Tropic of Cancer by Henry Miller

Grove Press

Essay by Brian Tanguay

I first read Tropic of Cancer by Henry Miller thirty years ago. I kept coming across references to Miller in the books I was reading at the time and decided to see for myself what he was all about. It was the beginning of a deep dive into Miller’s oeuvre that occupied and influenced me for several years. Many of his books still rest on my shelves, though until recently, when I opened Tropic of Cancer at random and discovered a sentence I’d underlined in pencil, I haven’t felt any desire to read Miller again. 

Here’s that underlined sentence: “I have no money, no resources, no hopes. I am the happiest man alive.”

What I admired and enjoyed about Miller’s writing, what drew me thirty years ago to read nearly everything he wrote, and to make two visits to the Henry Miller Library in Big Sur, was the exuberance and vitality of his prose, the raw energy he created on the page. After re-reading Tropic of Cancer with a fresh eye that assessment holds true. While the casual racism, misogyny and anti-Semitism is still jarring, I understand that Miller’s attitudes were hardly uncommon in his day. The sex in Cancer that caused such notoriety still strikes me as comical rather than titillating, and while it was the “obscenity” aspect that caused Cancer to be banned in every English-speaking country when it was published in 1934, sex isn’t the essence of the book.

What you have to do: Output the passage of the Tropic of Cancer essay between "I first read" and "read Miller again.", inclusive, copied word for word.

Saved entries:
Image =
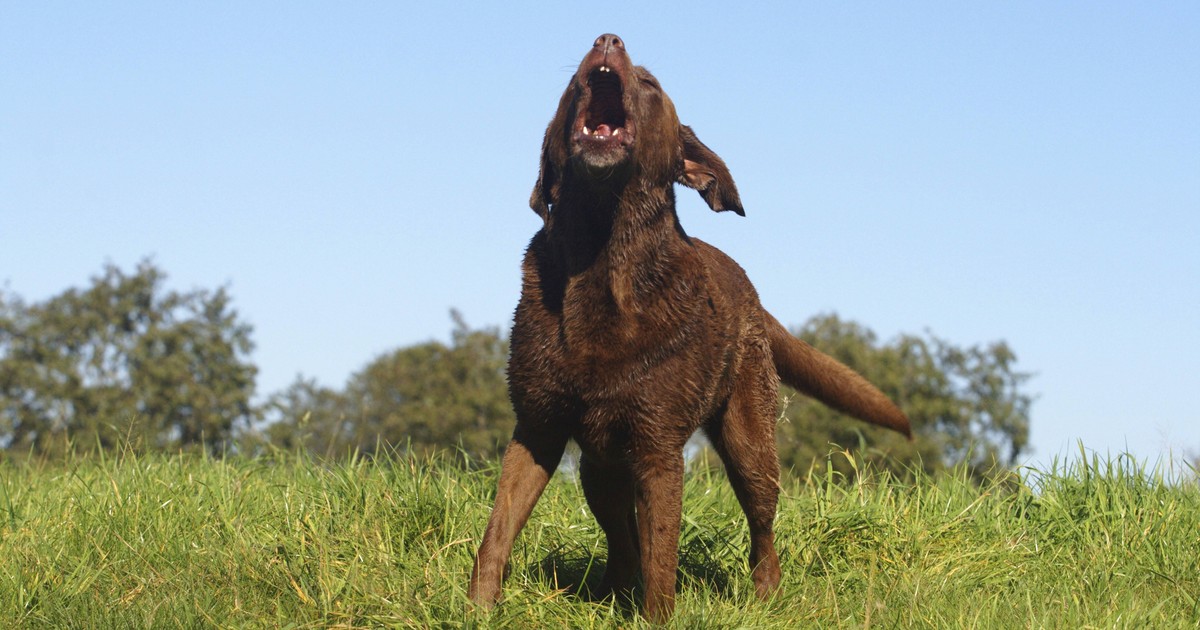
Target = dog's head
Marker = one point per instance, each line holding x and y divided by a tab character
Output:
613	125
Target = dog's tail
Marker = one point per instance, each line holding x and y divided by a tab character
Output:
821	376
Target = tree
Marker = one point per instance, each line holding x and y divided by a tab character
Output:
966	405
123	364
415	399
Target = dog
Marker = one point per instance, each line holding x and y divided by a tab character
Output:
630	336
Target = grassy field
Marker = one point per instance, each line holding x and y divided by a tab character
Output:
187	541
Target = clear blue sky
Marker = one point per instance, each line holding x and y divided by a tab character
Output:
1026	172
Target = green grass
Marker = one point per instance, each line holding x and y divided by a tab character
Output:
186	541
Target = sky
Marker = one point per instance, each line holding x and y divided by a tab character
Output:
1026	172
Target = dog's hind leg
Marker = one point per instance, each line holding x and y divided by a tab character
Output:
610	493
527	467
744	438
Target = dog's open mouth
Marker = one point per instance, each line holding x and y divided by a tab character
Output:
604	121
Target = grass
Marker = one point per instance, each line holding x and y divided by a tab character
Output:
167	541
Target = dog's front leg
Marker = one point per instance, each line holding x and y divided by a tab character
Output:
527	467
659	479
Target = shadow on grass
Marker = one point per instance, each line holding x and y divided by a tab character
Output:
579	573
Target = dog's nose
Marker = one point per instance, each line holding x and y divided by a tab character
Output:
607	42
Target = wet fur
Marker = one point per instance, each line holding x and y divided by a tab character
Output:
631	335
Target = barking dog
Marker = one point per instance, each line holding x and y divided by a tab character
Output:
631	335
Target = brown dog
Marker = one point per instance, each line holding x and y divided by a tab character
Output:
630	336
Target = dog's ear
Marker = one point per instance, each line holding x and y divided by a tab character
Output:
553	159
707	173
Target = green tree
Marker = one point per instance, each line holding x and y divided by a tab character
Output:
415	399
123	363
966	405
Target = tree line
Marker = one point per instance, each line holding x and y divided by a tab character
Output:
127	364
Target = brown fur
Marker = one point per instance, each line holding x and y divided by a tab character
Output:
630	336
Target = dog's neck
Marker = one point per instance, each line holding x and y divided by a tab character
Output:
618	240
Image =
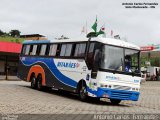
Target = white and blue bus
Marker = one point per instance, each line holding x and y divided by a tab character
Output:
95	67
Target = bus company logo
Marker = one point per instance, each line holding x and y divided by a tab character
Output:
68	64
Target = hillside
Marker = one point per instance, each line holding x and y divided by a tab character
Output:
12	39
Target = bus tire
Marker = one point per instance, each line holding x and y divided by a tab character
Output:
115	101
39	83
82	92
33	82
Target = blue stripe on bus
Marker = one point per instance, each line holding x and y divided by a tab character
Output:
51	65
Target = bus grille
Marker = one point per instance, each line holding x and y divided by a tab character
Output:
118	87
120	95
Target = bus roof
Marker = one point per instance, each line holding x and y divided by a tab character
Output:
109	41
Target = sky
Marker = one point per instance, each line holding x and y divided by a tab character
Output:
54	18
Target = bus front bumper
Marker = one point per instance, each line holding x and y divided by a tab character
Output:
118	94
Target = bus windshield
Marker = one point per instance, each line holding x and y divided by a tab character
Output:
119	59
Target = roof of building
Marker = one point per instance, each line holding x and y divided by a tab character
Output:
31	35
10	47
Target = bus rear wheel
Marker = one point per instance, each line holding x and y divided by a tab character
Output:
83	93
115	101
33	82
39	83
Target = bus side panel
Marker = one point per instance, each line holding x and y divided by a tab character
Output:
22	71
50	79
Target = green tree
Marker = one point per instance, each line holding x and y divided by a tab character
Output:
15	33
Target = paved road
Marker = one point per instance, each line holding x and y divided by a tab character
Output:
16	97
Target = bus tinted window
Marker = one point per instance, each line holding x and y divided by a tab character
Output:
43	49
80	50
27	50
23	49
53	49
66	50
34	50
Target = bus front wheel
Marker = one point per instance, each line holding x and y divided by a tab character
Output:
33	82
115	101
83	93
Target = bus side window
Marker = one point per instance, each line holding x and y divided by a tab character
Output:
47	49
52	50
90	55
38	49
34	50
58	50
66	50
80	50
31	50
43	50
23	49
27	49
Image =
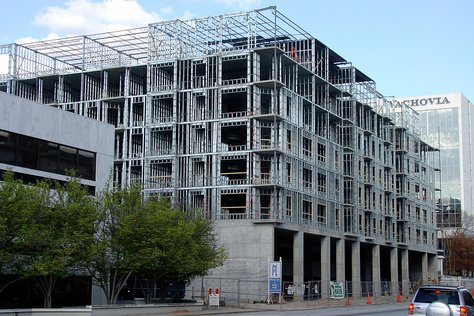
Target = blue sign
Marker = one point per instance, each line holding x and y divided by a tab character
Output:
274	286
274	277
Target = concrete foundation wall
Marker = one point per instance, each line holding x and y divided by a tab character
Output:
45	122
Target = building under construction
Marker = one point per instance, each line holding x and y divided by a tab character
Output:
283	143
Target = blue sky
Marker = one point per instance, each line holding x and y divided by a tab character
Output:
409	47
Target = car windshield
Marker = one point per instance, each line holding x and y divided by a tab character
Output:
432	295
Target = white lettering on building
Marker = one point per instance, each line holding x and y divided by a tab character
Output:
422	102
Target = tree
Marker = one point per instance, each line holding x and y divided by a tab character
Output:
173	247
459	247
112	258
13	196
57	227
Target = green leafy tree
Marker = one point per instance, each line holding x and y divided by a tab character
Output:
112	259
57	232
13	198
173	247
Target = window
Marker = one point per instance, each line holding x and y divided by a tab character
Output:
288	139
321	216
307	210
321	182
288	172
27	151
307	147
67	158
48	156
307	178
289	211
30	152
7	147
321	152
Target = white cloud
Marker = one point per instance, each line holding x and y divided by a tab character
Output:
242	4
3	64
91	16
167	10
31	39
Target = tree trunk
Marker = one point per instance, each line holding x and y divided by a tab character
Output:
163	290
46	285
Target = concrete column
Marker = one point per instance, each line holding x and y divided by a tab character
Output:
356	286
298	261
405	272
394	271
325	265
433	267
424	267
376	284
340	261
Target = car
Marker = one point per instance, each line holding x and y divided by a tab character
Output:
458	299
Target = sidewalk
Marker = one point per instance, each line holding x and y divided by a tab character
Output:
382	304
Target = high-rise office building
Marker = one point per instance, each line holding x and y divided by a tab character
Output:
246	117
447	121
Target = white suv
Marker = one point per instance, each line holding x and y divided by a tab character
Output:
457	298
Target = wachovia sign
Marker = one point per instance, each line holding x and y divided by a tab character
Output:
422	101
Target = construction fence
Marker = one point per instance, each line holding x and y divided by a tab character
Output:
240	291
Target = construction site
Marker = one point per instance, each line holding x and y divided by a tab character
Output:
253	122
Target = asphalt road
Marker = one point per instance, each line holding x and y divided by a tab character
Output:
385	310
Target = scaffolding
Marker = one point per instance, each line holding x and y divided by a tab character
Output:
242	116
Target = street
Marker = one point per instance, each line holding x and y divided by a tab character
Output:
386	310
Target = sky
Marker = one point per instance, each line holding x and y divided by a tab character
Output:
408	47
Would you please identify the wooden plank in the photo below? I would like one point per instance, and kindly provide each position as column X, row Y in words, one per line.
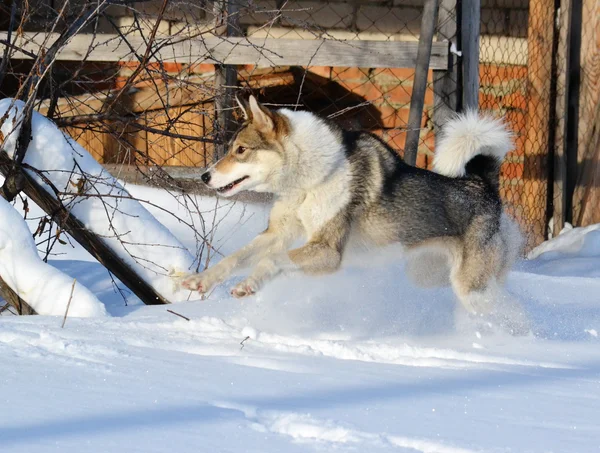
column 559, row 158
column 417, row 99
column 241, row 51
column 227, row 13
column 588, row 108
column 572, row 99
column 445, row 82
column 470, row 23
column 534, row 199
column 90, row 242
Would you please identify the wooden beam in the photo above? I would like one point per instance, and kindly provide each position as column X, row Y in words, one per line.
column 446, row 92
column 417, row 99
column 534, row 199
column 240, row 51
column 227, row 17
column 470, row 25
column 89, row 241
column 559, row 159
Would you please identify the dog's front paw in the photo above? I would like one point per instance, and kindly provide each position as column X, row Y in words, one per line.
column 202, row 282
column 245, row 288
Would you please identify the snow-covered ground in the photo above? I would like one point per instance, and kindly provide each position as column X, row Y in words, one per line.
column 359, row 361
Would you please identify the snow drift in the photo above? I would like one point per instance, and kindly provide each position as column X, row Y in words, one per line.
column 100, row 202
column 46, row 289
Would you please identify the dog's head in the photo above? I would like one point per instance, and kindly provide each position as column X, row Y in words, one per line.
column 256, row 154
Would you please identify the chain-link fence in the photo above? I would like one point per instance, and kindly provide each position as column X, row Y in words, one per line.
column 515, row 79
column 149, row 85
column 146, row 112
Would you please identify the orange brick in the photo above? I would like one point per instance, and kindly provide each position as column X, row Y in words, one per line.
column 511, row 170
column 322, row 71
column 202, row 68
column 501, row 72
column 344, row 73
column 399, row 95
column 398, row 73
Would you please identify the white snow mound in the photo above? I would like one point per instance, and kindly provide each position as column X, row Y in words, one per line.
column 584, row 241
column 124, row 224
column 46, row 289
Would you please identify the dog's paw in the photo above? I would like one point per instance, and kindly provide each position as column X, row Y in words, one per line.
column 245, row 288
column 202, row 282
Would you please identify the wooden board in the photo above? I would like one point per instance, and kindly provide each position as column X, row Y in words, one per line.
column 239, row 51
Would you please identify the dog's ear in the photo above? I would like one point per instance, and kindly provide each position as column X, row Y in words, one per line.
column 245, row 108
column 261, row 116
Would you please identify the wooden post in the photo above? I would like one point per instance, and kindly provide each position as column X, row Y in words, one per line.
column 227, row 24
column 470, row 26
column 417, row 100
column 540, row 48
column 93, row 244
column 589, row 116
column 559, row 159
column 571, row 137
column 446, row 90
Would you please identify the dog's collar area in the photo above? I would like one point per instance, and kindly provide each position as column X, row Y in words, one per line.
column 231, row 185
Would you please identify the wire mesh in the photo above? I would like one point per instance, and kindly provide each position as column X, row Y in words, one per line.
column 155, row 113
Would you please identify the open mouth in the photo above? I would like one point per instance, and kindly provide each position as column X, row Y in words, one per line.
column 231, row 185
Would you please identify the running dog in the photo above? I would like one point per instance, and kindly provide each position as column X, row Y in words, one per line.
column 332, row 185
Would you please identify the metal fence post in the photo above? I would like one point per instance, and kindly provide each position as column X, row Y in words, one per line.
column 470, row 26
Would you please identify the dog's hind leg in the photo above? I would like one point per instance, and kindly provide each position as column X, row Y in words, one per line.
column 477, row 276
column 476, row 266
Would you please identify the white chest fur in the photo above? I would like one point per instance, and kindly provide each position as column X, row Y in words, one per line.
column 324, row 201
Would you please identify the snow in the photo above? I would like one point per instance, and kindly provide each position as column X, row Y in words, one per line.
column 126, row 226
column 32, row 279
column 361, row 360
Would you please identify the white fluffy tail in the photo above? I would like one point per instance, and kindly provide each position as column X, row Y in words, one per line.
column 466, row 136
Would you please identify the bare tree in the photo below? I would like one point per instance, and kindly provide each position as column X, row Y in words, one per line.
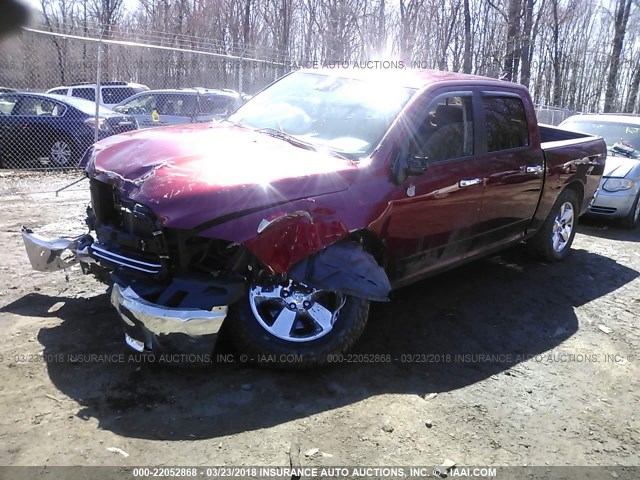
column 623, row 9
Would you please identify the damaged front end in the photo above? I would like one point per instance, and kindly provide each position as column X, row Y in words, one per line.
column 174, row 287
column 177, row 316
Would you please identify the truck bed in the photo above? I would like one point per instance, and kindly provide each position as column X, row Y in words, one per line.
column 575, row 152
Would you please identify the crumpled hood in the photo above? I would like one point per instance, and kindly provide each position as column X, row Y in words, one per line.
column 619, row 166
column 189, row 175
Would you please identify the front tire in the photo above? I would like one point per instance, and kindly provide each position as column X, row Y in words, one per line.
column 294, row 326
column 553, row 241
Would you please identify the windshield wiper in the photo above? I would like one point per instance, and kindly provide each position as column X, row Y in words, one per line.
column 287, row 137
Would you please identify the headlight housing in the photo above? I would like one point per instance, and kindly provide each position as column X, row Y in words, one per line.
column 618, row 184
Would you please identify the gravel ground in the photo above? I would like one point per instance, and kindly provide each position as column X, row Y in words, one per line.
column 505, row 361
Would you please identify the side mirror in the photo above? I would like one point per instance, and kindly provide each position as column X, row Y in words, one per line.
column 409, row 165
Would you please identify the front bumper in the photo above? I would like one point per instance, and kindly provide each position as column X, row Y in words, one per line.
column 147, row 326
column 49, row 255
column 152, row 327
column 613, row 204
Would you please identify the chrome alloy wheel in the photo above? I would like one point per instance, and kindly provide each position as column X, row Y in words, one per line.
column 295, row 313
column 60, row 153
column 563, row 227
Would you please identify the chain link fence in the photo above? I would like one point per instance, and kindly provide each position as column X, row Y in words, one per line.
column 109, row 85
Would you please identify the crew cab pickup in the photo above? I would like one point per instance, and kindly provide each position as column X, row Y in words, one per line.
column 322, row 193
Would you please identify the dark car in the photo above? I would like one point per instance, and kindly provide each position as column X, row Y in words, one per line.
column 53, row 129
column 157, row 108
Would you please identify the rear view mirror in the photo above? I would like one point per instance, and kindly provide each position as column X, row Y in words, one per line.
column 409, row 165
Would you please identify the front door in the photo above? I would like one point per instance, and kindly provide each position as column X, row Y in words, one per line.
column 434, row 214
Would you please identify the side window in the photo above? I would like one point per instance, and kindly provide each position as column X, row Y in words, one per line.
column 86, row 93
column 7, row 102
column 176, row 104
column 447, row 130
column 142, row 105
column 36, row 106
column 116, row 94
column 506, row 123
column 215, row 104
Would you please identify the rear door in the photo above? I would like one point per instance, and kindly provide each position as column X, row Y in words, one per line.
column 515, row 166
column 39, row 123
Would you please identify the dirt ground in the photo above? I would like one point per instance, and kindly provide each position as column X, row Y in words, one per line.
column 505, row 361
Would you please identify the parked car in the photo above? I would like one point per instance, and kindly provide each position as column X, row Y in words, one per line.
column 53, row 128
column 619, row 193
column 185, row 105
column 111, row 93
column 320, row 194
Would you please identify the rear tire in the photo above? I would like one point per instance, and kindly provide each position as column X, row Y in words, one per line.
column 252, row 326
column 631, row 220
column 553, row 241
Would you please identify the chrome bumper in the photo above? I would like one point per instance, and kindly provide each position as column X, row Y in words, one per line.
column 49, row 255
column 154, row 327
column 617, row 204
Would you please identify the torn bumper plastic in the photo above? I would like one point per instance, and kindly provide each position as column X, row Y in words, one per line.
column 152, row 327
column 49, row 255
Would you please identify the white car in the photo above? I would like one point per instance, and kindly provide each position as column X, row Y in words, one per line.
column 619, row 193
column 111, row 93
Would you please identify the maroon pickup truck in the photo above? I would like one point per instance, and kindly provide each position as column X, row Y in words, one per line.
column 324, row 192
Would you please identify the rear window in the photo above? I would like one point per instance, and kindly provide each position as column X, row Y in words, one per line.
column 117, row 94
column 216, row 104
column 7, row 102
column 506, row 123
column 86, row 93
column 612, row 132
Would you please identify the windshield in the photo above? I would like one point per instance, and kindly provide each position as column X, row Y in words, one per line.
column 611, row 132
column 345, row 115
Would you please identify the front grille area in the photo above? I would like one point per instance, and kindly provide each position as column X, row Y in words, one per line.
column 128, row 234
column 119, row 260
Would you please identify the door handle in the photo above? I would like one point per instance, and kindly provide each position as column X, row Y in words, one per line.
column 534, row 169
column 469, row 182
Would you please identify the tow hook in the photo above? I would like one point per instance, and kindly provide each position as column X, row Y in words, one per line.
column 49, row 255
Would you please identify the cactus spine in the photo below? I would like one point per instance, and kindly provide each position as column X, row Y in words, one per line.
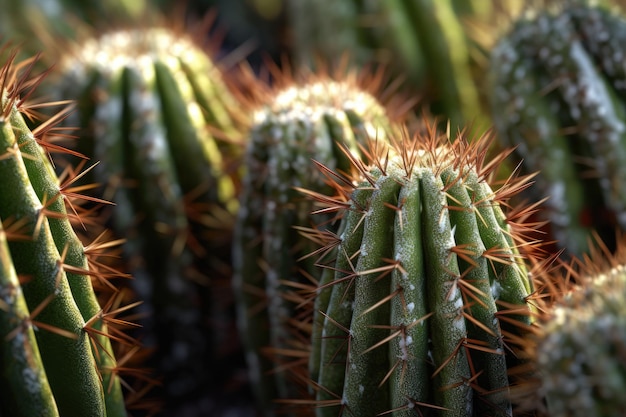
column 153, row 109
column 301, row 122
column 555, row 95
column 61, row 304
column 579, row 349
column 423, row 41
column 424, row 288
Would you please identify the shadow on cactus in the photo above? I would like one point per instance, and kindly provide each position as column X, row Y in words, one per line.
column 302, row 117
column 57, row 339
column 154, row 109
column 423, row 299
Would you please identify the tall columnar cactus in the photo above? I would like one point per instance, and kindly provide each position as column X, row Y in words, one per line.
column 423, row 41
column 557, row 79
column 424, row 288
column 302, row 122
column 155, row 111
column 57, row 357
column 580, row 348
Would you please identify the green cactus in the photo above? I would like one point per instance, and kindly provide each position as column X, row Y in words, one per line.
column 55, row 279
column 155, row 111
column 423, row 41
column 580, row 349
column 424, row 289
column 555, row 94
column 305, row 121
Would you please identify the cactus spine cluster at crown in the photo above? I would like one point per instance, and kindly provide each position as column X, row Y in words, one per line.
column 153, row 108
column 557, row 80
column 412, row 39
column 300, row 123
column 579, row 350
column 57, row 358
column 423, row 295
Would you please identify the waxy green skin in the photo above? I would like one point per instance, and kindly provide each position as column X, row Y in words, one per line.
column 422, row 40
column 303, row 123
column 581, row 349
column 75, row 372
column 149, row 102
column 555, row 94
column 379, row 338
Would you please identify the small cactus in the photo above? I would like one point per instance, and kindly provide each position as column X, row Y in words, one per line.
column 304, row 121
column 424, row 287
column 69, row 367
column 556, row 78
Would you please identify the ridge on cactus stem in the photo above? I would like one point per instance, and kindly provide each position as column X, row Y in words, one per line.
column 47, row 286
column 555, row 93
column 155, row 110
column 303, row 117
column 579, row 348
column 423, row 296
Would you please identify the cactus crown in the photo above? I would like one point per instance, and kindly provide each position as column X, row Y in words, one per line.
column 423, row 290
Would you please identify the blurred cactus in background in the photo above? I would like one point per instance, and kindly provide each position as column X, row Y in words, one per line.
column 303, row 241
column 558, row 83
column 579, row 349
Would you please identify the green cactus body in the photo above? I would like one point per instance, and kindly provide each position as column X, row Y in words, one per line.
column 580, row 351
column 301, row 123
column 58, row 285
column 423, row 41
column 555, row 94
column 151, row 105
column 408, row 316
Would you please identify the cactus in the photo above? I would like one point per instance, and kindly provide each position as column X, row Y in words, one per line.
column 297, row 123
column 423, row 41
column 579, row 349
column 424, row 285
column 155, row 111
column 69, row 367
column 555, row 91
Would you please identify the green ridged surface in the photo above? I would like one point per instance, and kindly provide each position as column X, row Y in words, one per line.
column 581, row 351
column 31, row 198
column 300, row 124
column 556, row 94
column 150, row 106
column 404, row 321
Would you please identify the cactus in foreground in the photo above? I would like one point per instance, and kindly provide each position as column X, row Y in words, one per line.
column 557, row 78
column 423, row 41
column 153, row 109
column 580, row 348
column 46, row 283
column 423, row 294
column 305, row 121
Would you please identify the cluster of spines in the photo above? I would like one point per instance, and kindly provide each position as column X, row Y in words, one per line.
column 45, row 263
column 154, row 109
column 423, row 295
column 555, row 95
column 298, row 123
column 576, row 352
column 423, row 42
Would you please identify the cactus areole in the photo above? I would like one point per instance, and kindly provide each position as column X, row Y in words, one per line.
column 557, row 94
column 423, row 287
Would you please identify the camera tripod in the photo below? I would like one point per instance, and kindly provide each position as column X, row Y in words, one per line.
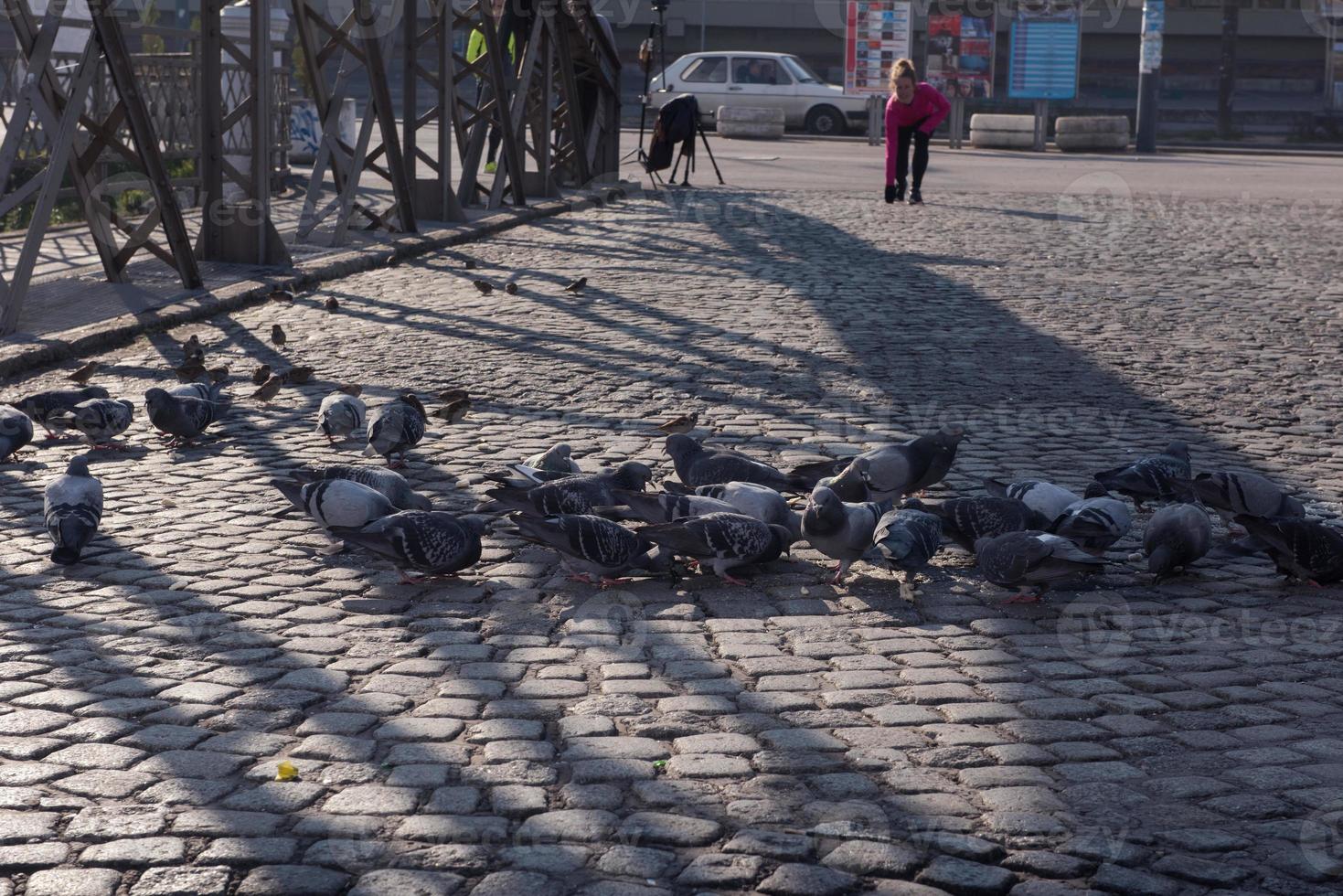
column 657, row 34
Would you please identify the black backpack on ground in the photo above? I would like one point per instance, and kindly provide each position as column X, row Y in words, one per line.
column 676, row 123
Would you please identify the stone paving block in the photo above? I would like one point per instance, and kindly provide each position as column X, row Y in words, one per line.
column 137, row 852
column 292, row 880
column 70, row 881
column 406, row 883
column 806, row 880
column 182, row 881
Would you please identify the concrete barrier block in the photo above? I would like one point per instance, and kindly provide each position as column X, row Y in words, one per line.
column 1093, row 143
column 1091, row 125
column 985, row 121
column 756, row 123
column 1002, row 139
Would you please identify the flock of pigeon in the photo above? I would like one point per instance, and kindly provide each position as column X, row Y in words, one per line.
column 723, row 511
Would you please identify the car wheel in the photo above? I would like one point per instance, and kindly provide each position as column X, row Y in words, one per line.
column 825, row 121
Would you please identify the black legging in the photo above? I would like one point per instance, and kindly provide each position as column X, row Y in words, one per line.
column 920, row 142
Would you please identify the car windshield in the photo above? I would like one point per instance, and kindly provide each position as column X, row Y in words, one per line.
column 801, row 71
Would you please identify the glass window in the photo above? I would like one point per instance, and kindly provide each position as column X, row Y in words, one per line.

Answer section:
I first read Tropic of Cancer by Henry Miller thirty years ago. I kept coming across references to Miller in the books I was reading at the time and decided to see for myself what he was all about. It was the beginning of a deep dive into Miller’s oeuvre that occupied and influenced me for several years. Many of his books still rest on my shelves, though until recently, when I opened Tropic of Cancer at random and discovered a sentence I’d underlined in pencil, I haven’t felt any desire to read Miller again.